• _Extract to read_:
I read this book three weeks ago and am performing as an actor in a stage musical for the first time in over a decade. I have to admit that I first took it from the shelf in the "new books" section of the library because it struck me as having (my apologies to the designer) the ugliest cover I had ever seen! In spite of my having been on Prozac since 1996, I have experienced continual mental problems which resulted in periods of severe depression. The first sentence on the inside cover grabbed me: "Do you panic at the thought of walking into a room full of people you don't know?" I checked out the book. I am, as I write this, in the process of ordering my own copy and one to send to my sister. I am a 45 year old male teacher/ actor/writer. I hold a Master of Fine Arts degree in Theater Arts and have previously made my living as a working actor as well as having had books, plays and songs published since 1976. My spouse of twelve years died in 1994. Suicidal, I returned to my hometown of Birmingham, Alabama, after living fifteen years in New York City and Los Angeles. I have not been able to work on a regular basis since. Going back on stage and working as an actor was not even a consideration. Since 1995, I have only been successful at doing sporadic tutorial work with English Composition students at local colleges and universities.
The suicidal tendencies I was suffering stopped with the administration of Prozac, but I have spent the past two and one-half years wondering what was wrong with me because I could not focus long enough to complete any of the dozens of projects I would start. I had no patience and could not even keep still long enough to attend a film. I have been in grief counseling during this period, but have not seen a psychiatrist (poor insurance). Fortunately, my regular physician is very receptive and listens to his patients.

• _Entries supplied_:
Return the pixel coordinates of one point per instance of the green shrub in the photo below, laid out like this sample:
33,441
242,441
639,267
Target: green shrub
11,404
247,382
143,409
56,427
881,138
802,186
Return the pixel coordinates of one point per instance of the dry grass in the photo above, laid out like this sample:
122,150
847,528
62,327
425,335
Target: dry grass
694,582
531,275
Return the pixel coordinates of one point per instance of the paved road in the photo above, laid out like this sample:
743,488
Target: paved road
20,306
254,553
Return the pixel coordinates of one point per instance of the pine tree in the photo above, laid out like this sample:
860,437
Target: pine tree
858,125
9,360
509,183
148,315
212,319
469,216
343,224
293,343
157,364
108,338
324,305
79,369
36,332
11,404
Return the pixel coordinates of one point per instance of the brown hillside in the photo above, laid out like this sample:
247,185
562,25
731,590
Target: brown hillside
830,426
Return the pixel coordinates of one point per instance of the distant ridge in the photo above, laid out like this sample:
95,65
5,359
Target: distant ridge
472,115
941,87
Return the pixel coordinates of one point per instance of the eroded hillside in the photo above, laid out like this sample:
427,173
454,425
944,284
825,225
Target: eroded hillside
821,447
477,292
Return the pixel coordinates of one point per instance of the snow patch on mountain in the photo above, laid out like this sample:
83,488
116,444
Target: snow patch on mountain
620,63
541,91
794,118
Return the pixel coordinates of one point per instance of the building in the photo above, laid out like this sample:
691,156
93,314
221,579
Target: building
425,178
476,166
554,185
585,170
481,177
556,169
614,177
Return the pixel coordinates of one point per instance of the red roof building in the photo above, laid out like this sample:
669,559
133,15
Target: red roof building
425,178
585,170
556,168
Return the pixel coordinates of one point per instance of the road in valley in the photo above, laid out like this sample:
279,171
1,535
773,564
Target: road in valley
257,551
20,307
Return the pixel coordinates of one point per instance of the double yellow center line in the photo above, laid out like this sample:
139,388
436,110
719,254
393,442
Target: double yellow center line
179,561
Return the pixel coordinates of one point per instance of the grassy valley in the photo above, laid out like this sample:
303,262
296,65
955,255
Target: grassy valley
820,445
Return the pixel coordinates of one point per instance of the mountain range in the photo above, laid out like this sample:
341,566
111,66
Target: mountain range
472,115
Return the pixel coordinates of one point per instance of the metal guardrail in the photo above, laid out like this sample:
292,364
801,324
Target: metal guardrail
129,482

• _Tasks to complete_:
[1] List every year written as a four-digit number in the account of grief and depression, in the order they appear.
[2] Retype the passage of the account of grief and depression starting at "The suicidal tendencies" and ending at "to his patients.".

• _Numbered answers_:
[1] 1996, 1976, 1994, 1995

[2]
The suicidal tendencies I was suffering stopped with the administration of Prozac, but I have spent the past two and one-half years wondering what was wrong with me because I could not focus long enough to complete any of the dozens of projects I would start. I had no patience and could not even keep still long enough to attend a film. I have been in grief counseling during this period, but have not seen a psychiatrist (poor insurance). Fortunately, my regular physician is very receptive and listens to his patients.